◆ Entries supplied
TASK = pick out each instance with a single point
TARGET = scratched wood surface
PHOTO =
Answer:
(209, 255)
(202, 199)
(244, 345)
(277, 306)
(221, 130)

◆ What the exercise asks
Each line of the data is to be transcribed exactly.

◆ Your solution
TASK = pick out each instance with a single point
TARGET = scratched wood surface
PHOTO =
Answer:
(209, 255)
(202, 199)
(244, 345)
(277, 306)
(221, 130)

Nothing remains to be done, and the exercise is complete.